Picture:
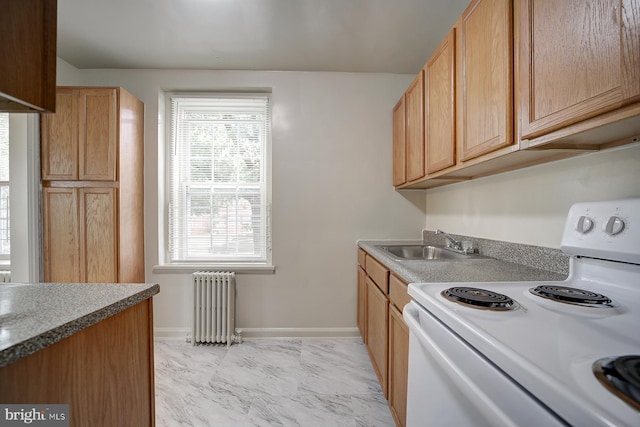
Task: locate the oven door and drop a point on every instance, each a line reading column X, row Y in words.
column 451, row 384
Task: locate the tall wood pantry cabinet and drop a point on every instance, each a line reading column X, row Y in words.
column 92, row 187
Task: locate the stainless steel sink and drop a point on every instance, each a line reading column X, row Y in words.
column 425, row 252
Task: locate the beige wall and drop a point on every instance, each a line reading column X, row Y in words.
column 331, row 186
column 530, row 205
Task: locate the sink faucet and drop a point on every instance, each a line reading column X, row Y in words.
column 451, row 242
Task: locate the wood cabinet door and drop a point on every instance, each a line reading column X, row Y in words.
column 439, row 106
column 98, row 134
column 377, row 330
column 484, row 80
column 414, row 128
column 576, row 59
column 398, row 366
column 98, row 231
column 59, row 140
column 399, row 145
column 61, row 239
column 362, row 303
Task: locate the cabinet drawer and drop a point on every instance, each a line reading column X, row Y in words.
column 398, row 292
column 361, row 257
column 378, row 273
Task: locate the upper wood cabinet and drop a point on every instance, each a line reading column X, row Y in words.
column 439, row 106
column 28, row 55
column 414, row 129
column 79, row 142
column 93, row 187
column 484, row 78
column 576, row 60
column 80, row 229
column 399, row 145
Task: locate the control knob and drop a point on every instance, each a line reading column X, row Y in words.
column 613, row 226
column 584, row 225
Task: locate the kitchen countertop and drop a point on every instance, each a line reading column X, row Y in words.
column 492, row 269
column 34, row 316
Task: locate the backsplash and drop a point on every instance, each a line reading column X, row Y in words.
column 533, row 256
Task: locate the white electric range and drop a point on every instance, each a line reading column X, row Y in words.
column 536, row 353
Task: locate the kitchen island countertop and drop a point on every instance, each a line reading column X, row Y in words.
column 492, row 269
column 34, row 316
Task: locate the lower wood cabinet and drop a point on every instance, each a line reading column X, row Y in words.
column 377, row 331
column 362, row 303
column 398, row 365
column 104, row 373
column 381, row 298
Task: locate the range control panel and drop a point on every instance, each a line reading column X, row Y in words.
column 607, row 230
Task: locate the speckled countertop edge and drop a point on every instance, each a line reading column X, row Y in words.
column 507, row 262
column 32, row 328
┄┄┄┄┄┄┄┄┄┄┄┄┄┄┄┄┄┄┄┄
_Action item_
Pictures aside, print every line of the material exactly.

_Result_
Picture:
Task: locate the oven door and drop a point on every instance, each a line reading column X, row Y in words.
column 451, row 384
Task: locate the tall wood pantry cabinet and drop a point on every instance, each a line reading column X, row Y in words.
column 92, row 187
Task: locate the stainless steel sink and drop a point on every instance, each a line reading column X, row Y in words.
column 425, row 252
Task: locate the beige wall and drop a point on every instance, each a line reading column X, row Y in words.
column 331, row 186
column 530, row 205
Task: locate the sink faucet and drop a point on every instance, each a line reading column X, row Y in words.
column 451, row 242
Task: locate the wood cabinet door and drop a point on every instance, each a line reading column X, row Y in words.
column 439, row 106
column 98, row 134
column 377, row 330
column 484, row 80
column 414, row 128
column 576, row 59
column 398, row 366
column 98, row 231
column 59, row 140
column 399, row 145
column 61, row 239
column 362, row 303
Task: locate the cabinet drawer and drop a point on every instance, each a line reading column X, row Y in words.
column 398, row 292
column 361, row 257
column 378, row 273
Task: locate the upper wood cabinet and drop a point on every instance, each a line reading column X, row Y in words.
column 439, row 106
column 28, row 55
column 414, row 129
column 79, row 142
column 93, row 187
column 484, row 78
column 576, row 60
column 80, row 229
column 399, row 145
Task: locate the control knob and drop a point on every instance, each a line reading column X, row Y in words.
column 613, row 226
column 584, row 225
Task: locate the kitchen countertop and drop a point on every instance, each a line reading column X, row Y in words.
column 492, row 269
column 34, row 316
Task: locate the backsplash and drop a point on every instance, each a line reading column X, row Y in words.
column 533, row 256
Task: locate the white electric range and drop a point on every instance, each a line reading column X, row Y in words.
column 536, row 353
Task: locate the kitchen island countertop and drop a point on every instance, each a line reading column X, row Y in words.
column 492, row 269
column 34, row 316
Task: locate the lower wood cabinet and drop a point on every instance, each a line reading column X, row Y in words.
column 377, row 331
column 362, row 303
column 398, row 365
column 104, row 373
column 381, row 298
Task: locate the range control panel and drop a point on every instance, each a line reading column X, row Y in words.
column 607, row 230
Task: locate the speckled countertop edge and drop a point on every instance, each a line reading column X, row Y in words.
column 507, row 262
column 32, row 328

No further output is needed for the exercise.